## Extrait
+===+
Intervention de Hervé Gillé

Réunion du 25 mars 2021 à 14h30
Veolia-suez : quel rôle doit jouer l'état stratège pour protéger notre patrimoine industriel — Débat organisé à la demande du groupe socialiste écologiste et républicain

Photo de Hervé GilléHervé Gillé :

Monsieur le président, monsieur le ministre, mes chers collègues, l’OPA se voulait amicale, mais les hostilités ne cessent pas, dans un contexte pandémique provoquant des incertitudes financières. Était-il vraiment opportun pour le groupe Engie de vendre ses participations dans Suez ?

Le Gouvernement a, semble-t-il, désapprouvé ce mouvement dans un premier temps, alors que la Caisse des dépôts et consignations (CDC) a salué, par la voix de son directeur général, une « OPA amicale », rompant ainsi avec sa neutralité classique. Faut-il le rappeler ? La CDC pèse 10 % des droits de vote au sein de Veolia. Pourtant, son conseil de surveillance n’a pas donné son avis sur cette opération.

Toujours est-il que les 18 euros de l’offre d’achat initiale sont désormais le niveau atteint par l’action de Suez, ce qui laisse rêveur quant aux dernières spéculations.

En raison de l’ampleur de cette OPA, la commissaire européenne à la concurrence est désormais saisie, en relation avec l’Autorité de la concurrence de notre pays. Il faut en effet en interroger les effets collatéraux, notamment sur le marché français. Collectivités locales et territoriales, syndicats, régies font maintenant face à l’incertitude sur les évolutions et les dévolutions du marché.

La séquence pose question pour de nombreux décideurs. Elle crée, sans aucun doute, un appel d’air sans précédent pour les concurrents intermédiaires, soucieux de peser davantage et dans l’attente de cessions d’actifs imposées par les autorités.

Il est difficile de percevoir le véritable projet industriel de Veolia. Nos auditions dans le cadre d’un comité de suivi sur les conséquences économiques et environnementales de la fusion entre Veolia et Suez n’ont pas permis, en l’état, de mettre en évidence un risque concurrentiel des opérateurs chinois à l’international et encore moins sur le marché français.
+===+
## Données présentées
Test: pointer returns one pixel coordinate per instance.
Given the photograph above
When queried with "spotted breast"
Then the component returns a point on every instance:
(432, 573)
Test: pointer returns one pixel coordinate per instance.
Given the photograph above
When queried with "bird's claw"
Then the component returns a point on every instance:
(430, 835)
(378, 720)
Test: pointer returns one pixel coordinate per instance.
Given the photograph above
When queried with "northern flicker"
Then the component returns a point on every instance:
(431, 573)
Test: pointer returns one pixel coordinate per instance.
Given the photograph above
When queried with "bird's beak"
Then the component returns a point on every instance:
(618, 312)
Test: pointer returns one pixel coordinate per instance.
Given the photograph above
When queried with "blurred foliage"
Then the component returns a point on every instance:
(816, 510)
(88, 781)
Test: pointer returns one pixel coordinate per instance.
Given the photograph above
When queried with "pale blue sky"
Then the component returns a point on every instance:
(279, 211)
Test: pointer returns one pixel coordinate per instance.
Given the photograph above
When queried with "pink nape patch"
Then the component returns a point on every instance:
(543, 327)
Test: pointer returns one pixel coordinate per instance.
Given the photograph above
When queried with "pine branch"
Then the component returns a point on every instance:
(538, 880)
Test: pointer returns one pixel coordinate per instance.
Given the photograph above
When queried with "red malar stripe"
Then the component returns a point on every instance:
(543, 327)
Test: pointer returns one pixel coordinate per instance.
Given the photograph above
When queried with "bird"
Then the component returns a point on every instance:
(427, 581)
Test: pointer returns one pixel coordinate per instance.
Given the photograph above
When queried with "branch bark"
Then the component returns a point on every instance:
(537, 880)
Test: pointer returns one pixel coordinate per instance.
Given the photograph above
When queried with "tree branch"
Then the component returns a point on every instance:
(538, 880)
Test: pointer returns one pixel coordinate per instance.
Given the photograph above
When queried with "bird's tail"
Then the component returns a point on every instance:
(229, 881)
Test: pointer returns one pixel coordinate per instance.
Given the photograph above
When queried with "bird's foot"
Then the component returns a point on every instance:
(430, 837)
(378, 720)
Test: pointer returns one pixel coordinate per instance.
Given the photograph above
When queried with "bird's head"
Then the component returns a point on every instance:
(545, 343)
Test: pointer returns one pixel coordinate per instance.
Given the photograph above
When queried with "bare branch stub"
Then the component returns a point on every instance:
+===+
## Consignes
1. Relevez toutes les lignes qui contiennent la chaîne « branch ». La casse compte.
2. Poursuivez le discours sur l'OPA de Veolia sur Suez après sa dernière phrase.

## Réponses dans l'ordre
1.
When queried with "pine branch"
When queried with "branch bark"
When queried with "tree branch"
When queried with "bare branch stub"

2.
À l’inverse, la séquence renforcera la financiarisation des deux opérateurs, alors qu’il faudrait un ancrage actionnarial portant une vision à long terme. Le risque de l’entrée de fonds activistes et purement spéculatifs est réel et inquiétant.

Engie aurait pu développer des coopérations industrielles mariant des compétences énergétiques et environnementales en travaillant sur la numérisation des données dans une approche de smart city très attendue. Le groupe a préféré vendre, une stratégie peut être plus politique qu’industrielle.

Quelles seront les incidences de ces évolutions sur l’ensemble des usagers, sur les collectivités locales et territoriales et sur les syndicats ?

Prenons un exemple en tenant compte des concentrations actuelles. En remportant la délégation du service public pour la gestion de l’ensemble des incinérateurs de la métropole bordelaise, Veolia a implicitement créé un différentiel de prix important entre la métropole et le reste du département, dans un marché captif en raison de l’absence de concurrence. À l’heure des coopérations territoriales, c’est un exemple provocant.

Suez multiplie aujourd’hui les projets de cessions ; Veolia y voit une volonté d’amplifier les dividendes pour consolider sa majorité et sa gouvernance dans la tempête actuelle, mais ni les usagers, ni les collectivités, ni les salariés n’en sortiront gagnants.

Il faut siffler la mi-temps, mais comment finir le match ? Monsieur le ministre, le souhaitez-vous ? En avez-vous les moyens ?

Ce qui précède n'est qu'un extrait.